■ What is required ■
Carry on the article about the ABLE Age Adjustment Act, starting after its final sentence.

■ Text segment ■
The ABLE Age Adjustment Act (S. 817) has been reintroduced in the new Congress by a bipartisan group that seeks to expand eligibility in the popular program from 8 million people to 14.1 million.
Originally passed by the Senate in 2014, the Achieving a Better Life Experience Act (ABLE) allows Americans with disabilities to save up to $100,000 without losing public benefits such as Social Security or Medicaid. But the scope of who qualifies has been limited. Currently, people who were older than 26 at the onset of their disability do not qualify to open an account. The ABLE Age Adjustment Act would increase the age to 46.
"This legislation will build on the foundation of the ABLE Act and expand access to these accounts to more families." - Senator Chris Van Hollen, Maryland
Last year, some disability advocates warned that the ABLE program could be unsustainable without changes that would substantially increase the number of account holders. But administrators of the Ohio STABLE Program, which administers VermontABLE, have dismissed these claims.

■ Records supplied ■
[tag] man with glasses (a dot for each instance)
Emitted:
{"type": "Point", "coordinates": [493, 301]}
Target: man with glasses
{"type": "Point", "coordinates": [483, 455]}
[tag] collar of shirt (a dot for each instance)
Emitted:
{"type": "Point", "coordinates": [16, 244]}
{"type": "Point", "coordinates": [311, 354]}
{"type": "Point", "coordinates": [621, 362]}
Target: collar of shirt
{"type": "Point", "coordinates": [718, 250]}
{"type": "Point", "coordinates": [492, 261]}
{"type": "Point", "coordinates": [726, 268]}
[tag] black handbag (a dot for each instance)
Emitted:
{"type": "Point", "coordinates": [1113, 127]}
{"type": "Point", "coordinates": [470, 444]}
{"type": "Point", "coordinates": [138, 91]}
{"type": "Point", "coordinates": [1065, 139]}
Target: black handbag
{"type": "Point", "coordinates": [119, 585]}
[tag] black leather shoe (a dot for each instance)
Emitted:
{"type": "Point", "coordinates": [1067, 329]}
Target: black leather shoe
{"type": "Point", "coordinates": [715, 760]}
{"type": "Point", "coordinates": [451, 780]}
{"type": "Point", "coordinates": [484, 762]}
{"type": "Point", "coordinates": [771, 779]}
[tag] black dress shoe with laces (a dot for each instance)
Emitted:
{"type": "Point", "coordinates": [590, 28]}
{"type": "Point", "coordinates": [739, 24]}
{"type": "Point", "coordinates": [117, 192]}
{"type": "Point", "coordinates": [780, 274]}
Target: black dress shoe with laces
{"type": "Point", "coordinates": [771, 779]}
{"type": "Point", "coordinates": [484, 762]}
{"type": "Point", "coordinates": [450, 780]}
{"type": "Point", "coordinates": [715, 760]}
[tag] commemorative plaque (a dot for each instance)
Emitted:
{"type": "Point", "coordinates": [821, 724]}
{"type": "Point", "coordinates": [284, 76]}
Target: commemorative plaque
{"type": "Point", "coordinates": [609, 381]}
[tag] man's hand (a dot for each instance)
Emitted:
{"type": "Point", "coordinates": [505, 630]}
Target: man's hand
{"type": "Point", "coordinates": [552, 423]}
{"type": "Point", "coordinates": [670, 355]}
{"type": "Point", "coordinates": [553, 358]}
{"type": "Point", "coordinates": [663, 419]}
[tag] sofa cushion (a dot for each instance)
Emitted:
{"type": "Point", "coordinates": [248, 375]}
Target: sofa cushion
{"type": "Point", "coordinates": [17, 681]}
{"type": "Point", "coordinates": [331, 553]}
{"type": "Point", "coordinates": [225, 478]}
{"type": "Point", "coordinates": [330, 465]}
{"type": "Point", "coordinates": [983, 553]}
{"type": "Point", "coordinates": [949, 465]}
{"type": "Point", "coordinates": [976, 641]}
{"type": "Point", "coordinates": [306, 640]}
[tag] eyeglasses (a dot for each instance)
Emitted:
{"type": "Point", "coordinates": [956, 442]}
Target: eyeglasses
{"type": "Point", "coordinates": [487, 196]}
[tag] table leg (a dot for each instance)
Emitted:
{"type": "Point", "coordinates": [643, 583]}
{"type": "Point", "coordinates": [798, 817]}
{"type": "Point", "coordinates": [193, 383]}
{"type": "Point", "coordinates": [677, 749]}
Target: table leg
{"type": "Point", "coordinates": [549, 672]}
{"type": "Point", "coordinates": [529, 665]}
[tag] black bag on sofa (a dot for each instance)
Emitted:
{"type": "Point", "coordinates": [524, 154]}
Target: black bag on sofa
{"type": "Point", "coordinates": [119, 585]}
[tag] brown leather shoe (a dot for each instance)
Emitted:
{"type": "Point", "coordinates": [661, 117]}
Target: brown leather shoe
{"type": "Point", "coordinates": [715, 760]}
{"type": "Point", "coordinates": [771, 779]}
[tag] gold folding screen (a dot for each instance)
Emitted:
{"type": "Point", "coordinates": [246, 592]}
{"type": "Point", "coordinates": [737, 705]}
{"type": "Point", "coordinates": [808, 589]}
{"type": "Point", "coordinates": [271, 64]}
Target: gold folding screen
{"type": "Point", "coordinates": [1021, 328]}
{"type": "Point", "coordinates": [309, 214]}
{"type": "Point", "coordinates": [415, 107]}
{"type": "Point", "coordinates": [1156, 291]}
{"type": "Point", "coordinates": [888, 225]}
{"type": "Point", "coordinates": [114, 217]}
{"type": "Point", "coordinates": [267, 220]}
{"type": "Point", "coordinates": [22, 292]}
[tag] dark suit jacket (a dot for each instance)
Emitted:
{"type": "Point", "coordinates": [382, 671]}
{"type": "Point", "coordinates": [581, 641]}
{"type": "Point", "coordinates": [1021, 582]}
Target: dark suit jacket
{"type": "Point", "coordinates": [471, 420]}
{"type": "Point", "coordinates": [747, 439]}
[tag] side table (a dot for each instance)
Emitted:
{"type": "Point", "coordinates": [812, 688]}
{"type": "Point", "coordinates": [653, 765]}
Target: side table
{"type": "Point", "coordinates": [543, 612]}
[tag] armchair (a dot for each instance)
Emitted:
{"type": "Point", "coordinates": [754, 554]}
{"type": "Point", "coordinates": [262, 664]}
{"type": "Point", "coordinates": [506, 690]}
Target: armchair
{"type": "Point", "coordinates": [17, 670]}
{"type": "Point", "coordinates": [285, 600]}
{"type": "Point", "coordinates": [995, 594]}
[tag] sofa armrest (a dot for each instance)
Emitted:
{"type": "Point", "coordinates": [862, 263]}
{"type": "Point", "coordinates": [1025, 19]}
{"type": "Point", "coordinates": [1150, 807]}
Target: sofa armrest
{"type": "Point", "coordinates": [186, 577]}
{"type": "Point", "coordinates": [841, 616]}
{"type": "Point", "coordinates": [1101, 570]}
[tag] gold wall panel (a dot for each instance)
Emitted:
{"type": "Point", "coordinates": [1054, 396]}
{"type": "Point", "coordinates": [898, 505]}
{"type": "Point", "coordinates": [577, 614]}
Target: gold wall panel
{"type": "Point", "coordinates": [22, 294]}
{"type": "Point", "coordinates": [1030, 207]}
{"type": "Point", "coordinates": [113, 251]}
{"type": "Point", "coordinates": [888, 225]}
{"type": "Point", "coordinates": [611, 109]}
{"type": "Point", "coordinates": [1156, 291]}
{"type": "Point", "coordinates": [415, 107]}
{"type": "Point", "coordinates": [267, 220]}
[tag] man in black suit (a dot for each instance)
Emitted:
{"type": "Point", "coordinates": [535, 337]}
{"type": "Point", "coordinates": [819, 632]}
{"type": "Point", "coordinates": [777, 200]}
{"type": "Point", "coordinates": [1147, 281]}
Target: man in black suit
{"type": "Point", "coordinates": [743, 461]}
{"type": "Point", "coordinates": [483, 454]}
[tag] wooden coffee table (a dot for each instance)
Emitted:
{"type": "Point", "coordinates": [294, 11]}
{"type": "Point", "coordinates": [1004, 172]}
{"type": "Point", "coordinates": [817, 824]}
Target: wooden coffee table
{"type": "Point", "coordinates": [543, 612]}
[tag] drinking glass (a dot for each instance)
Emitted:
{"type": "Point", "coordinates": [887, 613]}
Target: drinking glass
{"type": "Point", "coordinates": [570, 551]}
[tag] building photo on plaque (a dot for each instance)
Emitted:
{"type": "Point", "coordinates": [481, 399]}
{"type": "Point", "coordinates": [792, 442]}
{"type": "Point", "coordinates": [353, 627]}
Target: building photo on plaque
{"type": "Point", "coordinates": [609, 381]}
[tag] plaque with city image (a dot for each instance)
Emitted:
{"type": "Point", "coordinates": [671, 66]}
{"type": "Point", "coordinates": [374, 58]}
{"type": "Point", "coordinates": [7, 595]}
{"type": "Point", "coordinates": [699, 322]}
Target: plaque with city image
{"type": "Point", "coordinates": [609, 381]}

■ Written reply ■
“Enrollment in ABLE has not been as fast as we hoped, but it’s steady and the program is not in jeopardy,” explained Kirsten Murphy, Executive Director of the Vermont Developmental Disabilities Program, which has championed ABLE. “We are asking people with disabilities to change a fundamental belief – that having money will reduce their public benefits. That takes time.”
To date, 271 Vermonters have taken advantage of Vermont’s version of the ABLE program, according to Murphy.
For more information read the article by the Disability Scoop.
By the end of 2018 there were 34,000+ ABLE accounts with a cumulative savings of $171.7 million dollars.
Vermont announced its version of ABLE in 2017, where the VTDDC Executive Director, Kirsten Murphy, spoke to the positive impact there will be for working families and individuals.